◆ **Written exercise**: Return every record verbatim.

--- start of Material for the task ---

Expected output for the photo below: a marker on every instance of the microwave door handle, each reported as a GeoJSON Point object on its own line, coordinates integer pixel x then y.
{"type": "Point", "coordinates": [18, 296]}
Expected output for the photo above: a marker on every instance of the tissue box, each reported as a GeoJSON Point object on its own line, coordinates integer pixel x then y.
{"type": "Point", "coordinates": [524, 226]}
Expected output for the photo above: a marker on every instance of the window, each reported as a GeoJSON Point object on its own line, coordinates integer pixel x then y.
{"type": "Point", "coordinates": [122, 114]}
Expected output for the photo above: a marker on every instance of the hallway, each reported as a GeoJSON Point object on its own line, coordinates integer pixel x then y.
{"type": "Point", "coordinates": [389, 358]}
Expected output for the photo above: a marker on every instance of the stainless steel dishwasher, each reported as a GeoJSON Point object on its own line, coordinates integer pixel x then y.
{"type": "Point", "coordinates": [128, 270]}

--- end of Material for the task ---

◆ **Exercise result**:
Expected output for the photo below: a marker on every instance of the microwave door handle, each reported as a GeoJSON Point object on its own line, coordinates integer pixel x then y.
{"type": "Point", "coordinates": [18, 296]}
Expected output for the photo above: a marker on every instance of the tissue box, each reported as a GeoJSON Point object on its own line, coordinates integer pixel x then y.
{"type": "Point", "coordinates": [524, 226]}
Expected output for the photo above: a marker on every instance of the window, each reported as a GeoJSON Point object on its own line, coordinates integer pixel x then y.
{"type": "Point", "coordinates": [122, 114]}
Expected output for the photo above: a marker on every instance of the hallway, each reported as a GeoJSON Point object on its own line, coordinates integer pixel x then y.
{"type": "Point", "coordinates": [389, 358]}
Expected output for the photo above: a marker on every instance of the stainless steel dishwasher, each reported as a GeoJSON Point object on its own line, coordinates integer pixel x then y.
{"type": "Point", "coordinates": [128, 270]}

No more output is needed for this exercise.